Source:
------------------------------------------------------------------------
# Lighting question



## generalzod34 (Nov 16, 2017)

Hi all, wondering if I have to much light on my 29 gallon tank. I currently have a finnex 24/7 planted Plus only used on max light and I also have a fluorescent light fixture with two 17w aqueon t8 daylight bulbs, these are on a timer set for 4 on 4 off 4 on 12 off. Pressurized Co2, PPS pro fertilization daily, plants kept, dwarf sag, 
cryptocoryne parva, S.repens, Anubias nana, jungle Val, myrio green, Hygrophila salicifolia, and Vesuvius sword.

Thanks


----------



## hoppycalif (Apr 7, 2005)

One Planted Plus light will give you about 60-65 PAR at the substrate level. That is high light, or possibly high medium light. In either case it is plenty of light to grow all of the plants you have. You need a relatively high CO2 level to use that much light and not have lots of algae problems.

How are you adjusting your CO2 bubble rate? You need around 30-40 ppm of CO2 for that much light. You can measure how much you have, with enough accuracy, by measuring the pH of the tank water after the CO2 is off for about 12 or more hours. Then measure the pH after the CO2 is on for at least 3 hours. The ppm of CO2 will be about 3 times 10 raised to the drop in pH power. For example, if the pH drops from 7.0 to 6.0 with the CO2 on, you would have about 3 x 10 to the first power, or 30 ppm. If it drops from 7.0 to 6.2, you would have about 20 ppm, and if it drops from 7.0 to about 5.8, you would have about 45 ppm.

In my opinion the PPS method for dosing fertilizers isn't the best for high light tanks. Much better is the EI method - http://www.aquaticplantcentral.com/forumapc/fertilizing/15225-estimative-index-dosing-guide.html


----------



## generalzod34 (Nov 16, 2017)

I tried to search for par on the finnex 24/7 planted Plus and found many different answers, some low light, some low-med light so idk, the light is 18” above the substrate, also the EI method I did look into that but I’m not to hip on 50% weekly water changes because I do not use tap water.


----------



## hoppycalif (Apr 7, 2005)

This is how I estimated the PAR from your 30 inch long Planted Plus light, at 18 inches from the substrate.


----------



## generalzod34 (Nov 16, 2017)

Oh sweet! I never seen that chart, so I’m at 60 par with the planted + 24/7 which is high light. Fluorescent is coming off lol, and my Co2 is at 30ppm ph is 7.0 without Co2 and 6.0 with Co2..
------------------------------------------------------------------------
Extracted information:
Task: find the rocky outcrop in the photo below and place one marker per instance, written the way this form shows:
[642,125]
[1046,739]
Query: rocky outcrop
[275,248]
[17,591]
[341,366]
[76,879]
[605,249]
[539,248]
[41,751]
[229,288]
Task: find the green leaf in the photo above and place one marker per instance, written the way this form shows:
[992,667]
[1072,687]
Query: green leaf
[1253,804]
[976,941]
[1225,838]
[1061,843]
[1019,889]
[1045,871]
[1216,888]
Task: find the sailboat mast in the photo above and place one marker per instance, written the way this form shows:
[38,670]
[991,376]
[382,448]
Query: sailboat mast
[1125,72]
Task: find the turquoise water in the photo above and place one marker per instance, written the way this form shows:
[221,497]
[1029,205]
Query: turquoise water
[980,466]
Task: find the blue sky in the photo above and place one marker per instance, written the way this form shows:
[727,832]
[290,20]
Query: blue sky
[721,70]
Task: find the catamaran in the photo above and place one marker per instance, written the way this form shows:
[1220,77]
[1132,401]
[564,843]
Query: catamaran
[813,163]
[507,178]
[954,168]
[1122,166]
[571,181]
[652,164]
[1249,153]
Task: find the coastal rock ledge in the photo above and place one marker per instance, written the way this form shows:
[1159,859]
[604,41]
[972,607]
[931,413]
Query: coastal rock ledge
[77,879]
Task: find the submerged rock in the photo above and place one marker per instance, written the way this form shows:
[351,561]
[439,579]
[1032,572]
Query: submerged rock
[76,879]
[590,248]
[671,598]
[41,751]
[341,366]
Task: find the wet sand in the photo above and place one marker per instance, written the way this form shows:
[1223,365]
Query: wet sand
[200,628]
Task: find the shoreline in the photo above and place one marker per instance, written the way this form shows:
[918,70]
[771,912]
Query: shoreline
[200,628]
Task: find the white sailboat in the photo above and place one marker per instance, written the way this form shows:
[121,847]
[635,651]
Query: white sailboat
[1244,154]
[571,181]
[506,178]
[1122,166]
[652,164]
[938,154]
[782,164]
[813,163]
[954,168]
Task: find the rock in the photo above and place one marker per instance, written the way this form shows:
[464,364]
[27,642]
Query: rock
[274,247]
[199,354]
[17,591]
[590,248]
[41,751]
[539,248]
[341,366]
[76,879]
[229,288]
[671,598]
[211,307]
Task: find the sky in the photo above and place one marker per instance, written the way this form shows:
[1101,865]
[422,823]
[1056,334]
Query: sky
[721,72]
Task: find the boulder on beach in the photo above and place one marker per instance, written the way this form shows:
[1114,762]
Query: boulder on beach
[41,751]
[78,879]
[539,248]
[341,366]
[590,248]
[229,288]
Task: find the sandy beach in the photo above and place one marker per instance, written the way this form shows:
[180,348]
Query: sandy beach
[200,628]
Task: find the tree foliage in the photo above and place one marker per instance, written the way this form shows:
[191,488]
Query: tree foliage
------------------------------------------------------------------------
Tasks to carry out:
1 – In the aquarium lighting thread, condense the paragraph that begins "How are you adjusting your CO2 bubble rate?" into a short list that keeps its main facts.
2 – Continue the aquarium lighting thread by writing the next post after its final one.

Outputs by task:
1 –
- That much light needs about 30–40 ppm of CO2.
- To estimate CO2 closely enough, first measure the tank's pH after the CO2 has been off for about 12 hours or more. Measure it again after the CO2 has been on for at least 3 hours.
- CO2 in ppm ≈ 3 × 10 raised to the power of the pH drop.
- Examples for a starting pH of 7.0:
  - a drop to 6.0 gives about 30 ppm
  - a drop to 6.2 gives about 20 ppm
  - a drop to about 5.8 gives about 45 ppm

2 –
----------



## hoppycalif (Apr 7, 2005)

Please let us know how it works out with just the one Finnex Planted Plus light.


----------



## supperfish (Oct 10, 2016)

A 29 gallon fish tank is usually 18" high and based on the PAR values of the Finnex Planted+ 24/7, one fixture provides enough light (or more light) for even high light level plants in your tank.


----------



## tysonjames (Sep 6, 2019)

I have read about the Finnex Planted Plus 24/7 LED Light. Is it really the best option to go with.


----------



## hoppycalif (Apr 7, 2005)

tysonjames said:


> I have read about the Finnex Planted Plus 24/7 LED Light. Is it really the best option to go with.


Welcome to APC! There are several good LED lights available now, so I wouldn't say any of them are the "best", but many of them are good. I used a Planted + light and was very pleased with it.


----------



## Am2020 (Sep 10, 2019)

Not too much lighting. Better to have intense lighting but shorter photo period, than weak lighting on too long.

I'd suggest keeping the LED towards the front, for your shorter plants, and the T8's towards the back for the taller plants.

I have my old SPS reef tank diy LED lighting on my 55 without any problems. Its pumping about 250 watts of full spectrum 3 watt diodes, and I could probably add more lights if I wanted. Once the leaves break the surface that's a different story. They can't grow out of water because the lighting is so iintense.the leaves turn white and stunted.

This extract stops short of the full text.